Document segment:
Furthermore, the issue of by-catch, as well as the practice of discard connected with it, is of great importance. These practices have a negative impact on the fishery management, the environment, the economic aspect of the fisheries sector and especially in recent years, very negative public perception. Therefore, discards should be seriously limited or gradually eliminated.

We would like to point out the importance of the external dimension of the CFP, since the management of a long-distance fleet has a completely different context than a fleet operating in Community waters. – it is subject to global competition and is connected with global responsibility for resources. Therefore, one should liberalise the management of this sector, retaining at the same time the rules of responsible and sustainable fishery. Provisions set forth in partnership agreements concluded by the EU should emphasise the importance of sustainable fisheries, bring benefits to local communities and, consequently, contribute to the protection of human rights.

The CFP reform will be closely related to the form and scope of the Future Fisheries Fund in the new post-2013 financial perspective. It is important that during the Polish Presidency the convergence principle applied to granting aid is kept at least at its current level.

During the Polish Presidency of the Council of the European Union ministers will discuss the reform concerning the organization of the common fisheries market as part of the reform package amending the CFP. In our opinion, one of the key issues will be putting more emphasis on strengthening the role of aquaculture on the European market and, consequently, setting forth provisions for entities operating in the aquaculture sector. Such provisions should reflect these entities’ needs, which will impact the effectiveness and competitiveness of aquaculture throughout the world.

Provided records:
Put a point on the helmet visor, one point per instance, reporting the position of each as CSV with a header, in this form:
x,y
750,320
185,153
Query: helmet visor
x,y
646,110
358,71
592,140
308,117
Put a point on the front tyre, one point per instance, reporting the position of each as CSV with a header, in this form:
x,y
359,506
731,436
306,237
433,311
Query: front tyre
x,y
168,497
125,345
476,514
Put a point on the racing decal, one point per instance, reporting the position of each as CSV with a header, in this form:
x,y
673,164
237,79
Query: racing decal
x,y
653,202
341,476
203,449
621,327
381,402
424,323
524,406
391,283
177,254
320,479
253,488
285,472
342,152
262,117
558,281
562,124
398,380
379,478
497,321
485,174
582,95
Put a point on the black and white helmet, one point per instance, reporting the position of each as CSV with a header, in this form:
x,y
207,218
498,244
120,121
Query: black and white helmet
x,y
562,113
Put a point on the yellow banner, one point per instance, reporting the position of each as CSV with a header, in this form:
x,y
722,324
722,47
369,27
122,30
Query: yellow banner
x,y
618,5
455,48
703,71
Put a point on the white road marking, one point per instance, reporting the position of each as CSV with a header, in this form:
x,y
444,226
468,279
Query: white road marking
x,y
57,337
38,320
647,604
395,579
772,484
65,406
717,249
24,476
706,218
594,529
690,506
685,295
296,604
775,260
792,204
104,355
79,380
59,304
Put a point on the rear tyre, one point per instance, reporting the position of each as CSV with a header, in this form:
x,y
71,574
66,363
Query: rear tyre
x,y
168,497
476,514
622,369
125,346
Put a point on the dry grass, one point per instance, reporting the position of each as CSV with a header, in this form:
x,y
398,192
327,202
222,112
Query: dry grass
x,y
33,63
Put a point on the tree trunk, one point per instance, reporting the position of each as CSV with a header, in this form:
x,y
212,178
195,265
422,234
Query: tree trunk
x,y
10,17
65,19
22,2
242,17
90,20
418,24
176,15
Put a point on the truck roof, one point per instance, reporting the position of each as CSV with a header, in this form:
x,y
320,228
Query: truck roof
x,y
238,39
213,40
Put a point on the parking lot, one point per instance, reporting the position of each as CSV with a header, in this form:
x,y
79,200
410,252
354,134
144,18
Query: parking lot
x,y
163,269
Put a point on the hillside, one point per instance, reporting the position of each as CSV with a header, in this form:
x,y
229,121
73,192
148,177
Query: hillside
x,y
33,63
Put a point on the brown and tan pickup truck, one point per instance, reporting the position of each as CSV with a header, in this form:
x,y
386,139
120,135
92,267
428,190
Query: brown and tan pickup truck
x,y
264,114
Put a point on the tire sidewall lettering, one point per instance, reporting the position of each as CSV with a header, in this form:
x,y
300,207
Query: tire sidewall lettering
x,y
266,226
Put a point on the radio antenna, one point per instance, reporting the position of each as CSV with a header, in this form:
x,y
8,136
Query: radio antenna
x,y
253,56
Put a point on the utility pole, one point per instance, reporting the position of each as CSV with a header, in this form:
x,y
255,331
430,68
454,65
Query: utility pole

Required work:
**a.** Please summarize the passage on EU fisheries policy reform in three sentences.
**b.** Write the next part of the passage on EU fisheries policy reform, picking up after its final sentence.

Response list:
**a.** By-catch and the discards connected with it harm fishery management, the environment, the sector's economic side and public perception, so discards should be seriously limited or gradually eliminated. A long-distance fleet faces global competition and carries global responsibility for resources, so its management should be liberalized while keeping the rules of responsible and sustainable fishery, and EU partnership agreements should emphasize sustainable fisheries, benefit local communities and contribute to protecting human rights. The reform is closely tied to the post-2013 Future Fisheries Fund, where the convergence principle for aid should be kept at least at its current level, and a key issue in the market organization reform discussed during the Polish Presidency will be strengthening aquaculture on the European market through provisions that reflect the needs of aquaculture operators.

**b.**
The CFP reform should contribute to improving the operation of producer organisations which gather only the fishermen, and also lead to their taking responsibility for the implementation of the sustainable fisheries. Giving the fishermen more responsibility for the management of stocks will enable adjusting production levels to the demand, and will also strengthen their market position. Producer organizations should be given more power over how they market their products. A closer cooperation between different sectors may prove important for this process. The future CFP should also support producers’ initiatives aimed at certification and labelling of fishery products manufactured as a result of sustainable fishing. Such actions will certainly contribute to increasing the traceability of resources and the transparency in the distribution channel.

Keeping in mind that the Presidency largely means continuing with the previous actions of the European Union and ensuring its consistent operation, I am convinced that Poland will use the upcoming months effectively. I also hope that our voice will influence the works on the CFP reform.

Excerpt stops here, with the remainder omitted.